• [Exercise description]: Show each line in the rows below that contains the string "windmill". Case counts, so match capital and lowercase letters as given.

┌────────

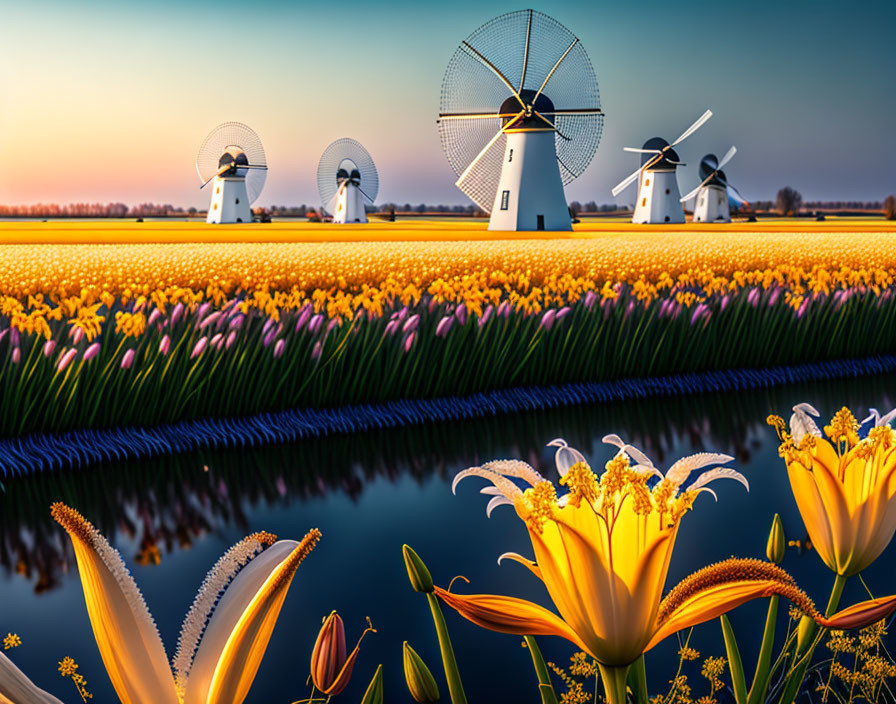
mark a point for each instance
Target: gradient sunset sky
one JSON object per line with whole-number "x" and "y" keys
{"x": 109, "y": 101}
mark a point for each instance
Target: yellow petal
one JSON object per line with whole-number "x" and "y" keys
{"x": 245, "y": 647}
{"x": 125, "y": 633}
{"x": 507, "y": 614}
{"x": 709, "y": 604}
{"x": 16, "y": 688}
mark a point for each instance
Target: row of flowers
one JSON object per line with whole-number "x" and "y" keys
{"x": 193, "y": 354}
{"x": 602, "y": 546}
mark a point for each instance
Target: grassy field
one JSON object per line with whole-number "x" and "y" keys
{"x": 422, "y": 229}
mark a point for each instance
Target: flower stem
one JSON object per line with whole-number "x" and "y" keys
{"x": 548, "y": 696}
{"x": 452, "y": 674}
{"x": 614, "y": 679}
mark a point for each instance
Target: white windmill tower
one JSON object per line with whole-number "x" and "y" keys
{"x": 231, "y": 159}
{"x": 520, "y": 118}
{"x": 659, "y": 200}
{"x": 346, "y": 179}
{"x": 714, "y": 191}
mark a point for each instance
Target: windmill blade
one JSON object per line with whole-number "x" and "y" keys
{"x": 725, "y": 159}
{"x": 622, "y": 185}
{"x": 526, "y": 51}
{"x": 477, "y": 116}
{"x": 554, "y": 68}
{"x": 693, "y": 128}
{"x": 697, "y": 189}
{"x": 491, "y": 143}
{"x": 494, "y": 70}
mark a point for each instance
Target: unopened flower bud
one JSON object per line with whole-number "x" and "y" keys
{"x": 421, "y": 579}
{"x": 421, "y": 684}
{"x": 777, "y": 543}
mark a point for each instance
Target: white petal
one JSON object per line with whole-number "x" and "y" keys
{"x": 495, "y": 502}
{"x": 566, "y": 457}
{"x": 16, "y": 688}
{"x": 681, "y": 470}
{"x": 515, "y": 468}
{"x": 719, "y": 473}
{"x": 504, "y": 485}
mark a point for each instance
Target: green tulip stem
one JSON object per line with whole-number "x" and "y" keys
{"x": 548, "y": 696}
{"x": 759, "y": 688}
{"x": 614, "y": 679}
{"x": 797, "y": 674}
{"x": 452, "y": 675}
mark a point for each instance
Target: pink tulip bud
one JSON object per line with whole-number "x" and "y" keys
{"x": 444, "y": 326}
{"x": 411, "y": 324}
{"x": 67, "y": 358}
{"x": 199, "y": 347}
{"x": 304, "y": 316}
{"x": 316, "y": 322}
{"x": 91, "y": 351}
{"x": 590, "y": 298}
{"x": 210, "y": 320}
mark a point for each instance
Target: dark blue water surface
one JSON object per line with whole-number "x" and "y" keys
{"x": 369, "y": 494}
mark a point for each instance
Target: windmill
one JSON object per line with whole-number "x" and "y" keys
{"x": 714, "y": 190}
{"x": 346, "y": 178}
{"x": 520, "y": 118}
{"x": 232, "y": 159}
{"x": 658, "y": 194}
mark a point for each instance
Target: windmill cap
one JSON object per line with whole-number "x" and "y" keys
{"x": 543, "y": 104}
{"x": 664, "y": 163}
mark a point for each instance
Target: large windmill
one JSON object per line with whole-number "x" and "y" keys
{"x": 519, "y": 118}
{"x": 346, "y": 179}
{"x": 658, "y": 194}
{"x": 231, "y": 159}
{"x": 713, "y": 193}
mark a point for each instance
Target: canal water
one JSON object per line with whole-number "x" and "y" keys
{"x": 369, "y": 494}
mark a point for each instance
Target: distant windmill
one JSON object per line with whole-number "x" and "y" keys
{"x": 658, "y": 194}
{"x": 346, "y": 179}
{"x": 714, "y": 190}
{"x": 232, "y": 159}
{"x": 519, "y": 118}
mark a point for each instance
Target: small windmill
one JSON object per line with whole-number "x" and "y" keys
{"x": 658, "y": 194}
{"x": 232, "y": 159}
{"x": 346, "y": 179}
{"x": 520, "y": 118}
{"x": 714, "y": 190}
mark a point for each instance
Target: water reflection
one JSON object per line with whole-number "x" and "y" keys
{"x": 371, "y": 492}
{"x": 167, "y": 504}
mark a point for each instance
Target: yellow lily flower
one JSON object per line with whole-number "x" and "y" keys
{"x": 603, "y": 551}
{"x": 223, "y": 637}
{"x": 844, "y": 486}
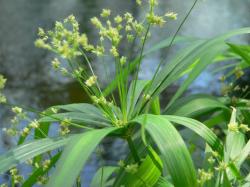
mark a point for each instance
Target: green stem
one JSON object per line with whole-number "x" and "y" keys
{"x": 133, "y": 150}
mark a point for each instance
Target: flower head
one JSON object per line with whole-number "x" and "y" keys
{"x": 105, "y": 13}
{"x": 91, "y": 81}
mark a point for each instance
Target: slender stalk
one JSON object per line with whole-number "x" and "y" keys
{"x": 169, "y": 47}
{"x": 139, "y": 65}
{"x": 133, "y": 149}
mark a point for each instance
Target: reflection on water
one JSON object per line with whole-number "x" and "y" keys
{"x": 31, "y": 81}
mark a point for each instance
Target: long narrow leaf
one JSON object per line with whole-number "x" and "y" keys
{"x": 75, "y": 156}
{"x": 29, "y": 150}
{"x": 175, "y": 155}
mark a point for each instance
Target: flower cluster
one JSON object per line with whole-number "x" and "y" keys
{"x": 65, "y": 39}
{"x": 15, "y": 176}
{"x": 64, "y": 126}
{"x": 20, "y": 115}
{"x": 204, "y": 176}
{"x": 130, "y": 168}
{"x": 2, "y": 85}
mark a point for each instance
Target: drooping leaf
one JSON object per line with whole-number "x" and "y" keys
{"x": 34, "y": 177}
{"x": 195, "y": 105}
{"x": 203, "y": 131}
{"x": 148, "y": 172}
{"x": 75, "y": 156}
{"x": 132, "y": 99}
{"x": 102, "y": 175}
{"x": 78, "y": 118}
{"x": 81, "y": 107}
{"x": 235, "y": 140}
{"x": 29, "y": 150}
{"x": 175, "y": 155}
{"x": 241, "y": 50}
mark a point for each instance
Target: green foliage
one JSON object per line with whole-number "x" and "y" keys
{"x": 131, "y": 110}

└────────

• [Solution below]:
Target: white windmill tower
Target: windmill blade
Target: windmill
Target: windmill cap
Target: large windmill
Target: distant windmill
Target: small windmill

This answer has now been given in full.